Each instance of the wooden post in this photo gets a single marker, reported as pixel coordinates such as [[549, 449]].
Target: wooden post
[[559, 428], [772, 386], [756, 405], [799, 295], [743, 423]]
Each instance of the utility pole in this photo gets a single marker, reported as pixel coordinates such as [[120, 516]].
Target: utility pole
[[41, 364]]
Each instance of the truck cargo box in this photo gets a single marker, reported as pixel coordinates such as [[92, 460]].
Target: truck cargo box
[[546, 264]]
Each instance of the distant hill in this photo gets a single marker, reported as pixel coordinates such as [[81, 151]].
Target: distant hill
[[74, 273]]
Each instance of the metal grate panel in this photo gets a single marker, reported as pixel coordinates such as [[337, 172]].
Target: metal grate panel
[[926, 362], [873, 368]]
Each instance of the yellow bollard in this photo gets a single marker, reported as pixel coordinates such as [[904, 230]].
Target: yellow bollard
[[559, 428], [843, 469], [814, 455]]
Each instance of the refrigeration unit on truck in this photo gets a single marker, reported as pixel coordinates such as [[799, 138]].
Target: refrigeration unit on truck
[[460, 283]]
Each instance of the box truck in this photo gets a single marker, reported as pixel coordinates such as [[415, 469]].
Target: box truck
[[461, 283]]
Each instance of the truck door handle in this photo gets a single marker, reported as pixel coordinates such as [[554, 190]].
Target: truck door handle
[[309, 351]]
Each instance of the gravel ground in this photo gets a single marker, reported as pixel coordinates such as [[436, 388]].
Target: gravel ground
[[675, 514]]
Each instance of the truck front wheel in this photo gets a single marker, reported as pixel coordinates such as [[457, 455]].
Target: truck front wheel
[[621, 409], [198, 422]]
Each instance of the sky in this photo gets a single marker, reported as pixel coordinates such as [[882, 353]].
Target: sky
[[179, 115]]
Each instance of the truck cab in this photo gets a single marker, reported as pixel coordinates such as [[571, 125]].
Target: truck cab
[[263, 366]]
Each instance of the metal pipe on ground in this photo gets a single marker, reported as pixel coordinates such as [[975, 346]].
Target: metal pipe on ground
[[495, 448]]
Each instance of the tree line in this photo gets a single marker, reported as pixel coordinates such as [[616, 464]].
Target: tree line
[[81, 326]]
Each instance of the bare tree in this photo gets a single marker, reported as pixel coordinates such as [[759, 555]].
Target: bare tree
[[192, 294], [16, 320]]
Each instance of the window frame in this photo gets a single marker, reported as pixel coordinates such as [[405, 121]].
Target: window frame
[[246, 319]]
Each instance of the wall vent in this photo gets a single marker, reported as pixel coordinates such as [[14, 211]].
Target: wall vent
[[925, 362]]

» **CONSIGNE**
Disposez toutes les lignes du listing ci-dessus en liste numérotée, sans les lignes vides.

» **RÉSULTAT FINAL**
1. Each instance of the wooden post in this photo gets a single marker, reported as pixel coordinates such as [[549, 449]].
2. Target: wooden post
3. [[559, 428], [772, 386], [756, 405], [799, 295], [743, 423]]
4. Each instance of the utility pole in this photo gets a single marker, reported as pixel coordinates such as [[120, 516]].
5. Target: utility pole
6. [[41, 364]]
7. Each instance of the truck cargo box in this photo gets a single marker, reported as pixel coordinates such as [[92, 460]].
8. Target: truck cargo box
9. [[546, 264]]
10. Each instance of the distant hill in this photo gets a single marker, reported as pixel coordinates such as [[81, 151]].
11. Target: distant hill
12. [[74, 273]]
13. Each instance of the metal grate panel in this photo gets a single marker, reported as pixel coordinates such as [[337, 172]].
14. Target: metal grate panel
15. [[926, 362], [873, 368]]
16. Each instance of the yellow bollard in this photo gets a single marker, reported as pixel coordinates such as [[904, 230]].
17. Target: yellow bollard
18. [[559, 428], [843, 469], [814, 455]]
19. Each instance of the refrigeration unit on truck in this photo gets a single marker, reported as pixel coordinates such as [[799, 138]].
20. Target: refrigeration unit on truck
21. [[460, 283]]
22. Each instance of the box truck in this photo gets a single marker, reported as pixel coordinates such as [[415, 469]].
23. Target: box truck
24. [[461, 283]]
25. Each instance of the truck door handle in this photo gets a single marker, reported as pixel coordinates such as [[554, 190]].
26. Target: truck door handle
27. [[309, 351]]
28. Each instance of the gravel ground in this photo gets a single marker, reported as pixel coordinates such as [[436, 388]].
29. Target: gravel ground
30. [[675, 514]]
31. Each instance of the truck front wheel in this photo gets a single marker, reported as pixel coordinates such as [[457, 455]].
32. Target: truck front wheel
33. [[621, 409], [198, 422]]
34. Each instance of the sky in this photo gets a single marker, reported as pixel coordinates such as [[882, 353]].
35. Target: sky
36. [[179, 115]]
37. Each instance of the truck cab in this photo gets a single marker, reported as pixel coordinates such as [[571, 125]].
38. Target: truck cab
39. [[263, 366]]
40. Each instance of the metal pipe on ground in this photo gets a single marker, reported as pixel coordinates such as [[975, 346]].
41. Target: metal pipe on ground
42. [[495, 448]]
43. Each instance of the tree line in this photo gets a single marker, reported as pixel coordinates such as [[616, 464]].
44. Target: tree line
45. [[81, 326]]
46. Each instance of the bare tree in this photo gets a single marker, reported as pixel coordinates such as [[759, 555]].
47. Target: bare tree
48. [[192, 294], [16, 320]]
49. Each instance of the window frame in this photo gets a single marker, reported as pixel coordinates such as [[405, 121]].
50. Target: window frame
51. [[246, 319]]
52. Each instance of the wall vent in this photo gets a single marker, reported as pixel coordinates such as [[14, 211]].
53. Target: wall vent
54. [[925, 362]]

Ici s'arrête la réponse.